_Input_
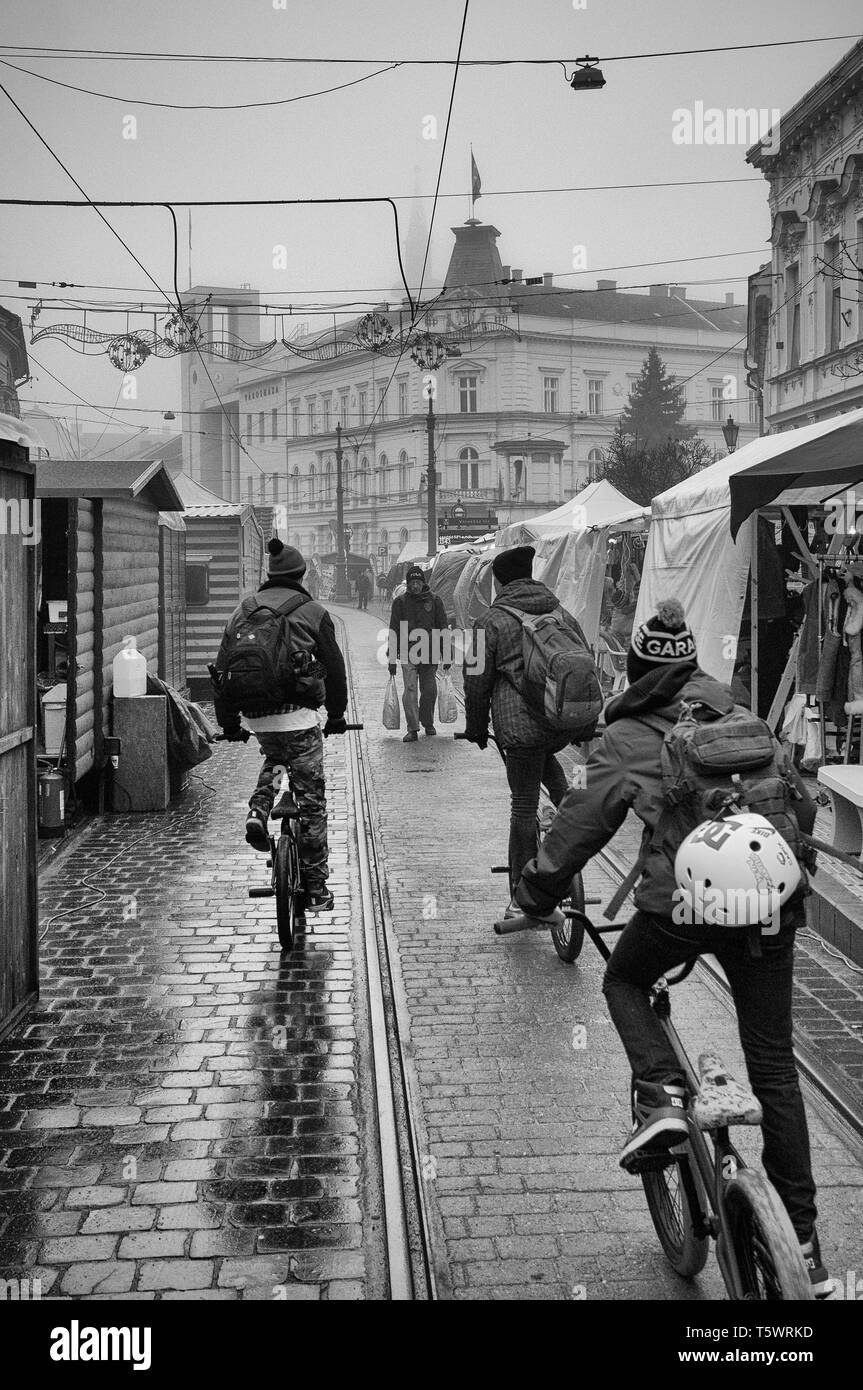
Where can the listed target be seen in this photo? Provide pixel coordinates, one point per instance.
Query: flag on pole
(475, 181)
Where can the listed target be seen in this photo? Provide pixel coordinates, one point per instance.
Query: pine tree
(655, 409)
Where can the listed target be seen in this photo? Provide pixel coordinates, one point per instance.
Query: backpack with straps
(560, 681)
(705, 755)
(268, 663)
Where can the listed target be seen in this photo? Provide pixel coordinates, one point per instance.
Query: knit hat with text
(663, 640)
(285, 560)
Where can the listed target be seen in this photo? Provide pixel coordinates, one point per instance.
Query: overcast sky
(528, 129)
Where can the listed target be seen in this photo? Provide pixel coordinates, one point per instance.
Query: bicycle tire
(569, 938)
(286, 881)
(763, 1241)
(671, 1218)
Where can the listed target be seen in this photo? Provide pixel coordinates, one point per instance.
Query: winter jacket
(623, 773)
(314, 622)
(495, 688)
(421, 612)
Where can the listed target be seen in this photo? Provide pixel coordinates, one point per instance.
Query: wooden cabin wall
(18, 912)
(129, 533)
(214, 541)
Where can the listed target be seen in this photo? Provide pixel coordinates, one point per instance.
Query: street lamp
(730, 432)
(428, 353)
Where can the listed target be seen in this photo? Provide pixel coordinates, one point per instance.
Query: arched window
(469, 470)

_Task brief_
Skip the pictures and transcribe the rest of the records exactly.

_Response to the exercise_
Where can the listed target be seen in this photo? Provide pixel coordinates, one point per instance.
Query: flag on pole
(475, 181)
Where can the listed target be seen in this photo? Provide pixel coordinates, one point per instance.
Query: pine tree
(655, 409)
Where can the listed target be seen in this photo? Provide pixel coordinates, one point per instance.
Query: backpack with straps
(560, 681)
(705, 755)
(268, 663)
Where can the listed target be seen in this photo? Provide pixel coordinates, one point per instance.
Query: knit hat with text
(663, 640)
(285, 560)
Where can the listed target be seen in this photo? Provide pixel coordinates, one point per instance.
Query: overcast sky
(528, 129)
Where can the listed target be seen in this photo? Provide pixel coordinates, one point per instance.
Query: bicycle tire
(569, 938)
(286, 881)
(763, 1241)
(671, 1218)
Where can the listed target be seen in this photo? Provide pixel coordinates, one point per instance.
Query: winter jacket
(623, 773)
(314, 622)
(495, 688)
(421, 612)
Where can the listed target be seen in this photo? Provide pixel coordinates, one point per instance.
Query: wooden cabin wall
(18, 912)
(129, 533)
(214, 541)
Where can the listed target be seen in this photo? Provide pixel coordinates, one point per instance.
Query: street lamp
(730, 432)
(428, 353)
Where can the listed target be seen in this photo? Provide pixel coordinates, one point per instance.
Query: arched window
(469, 470)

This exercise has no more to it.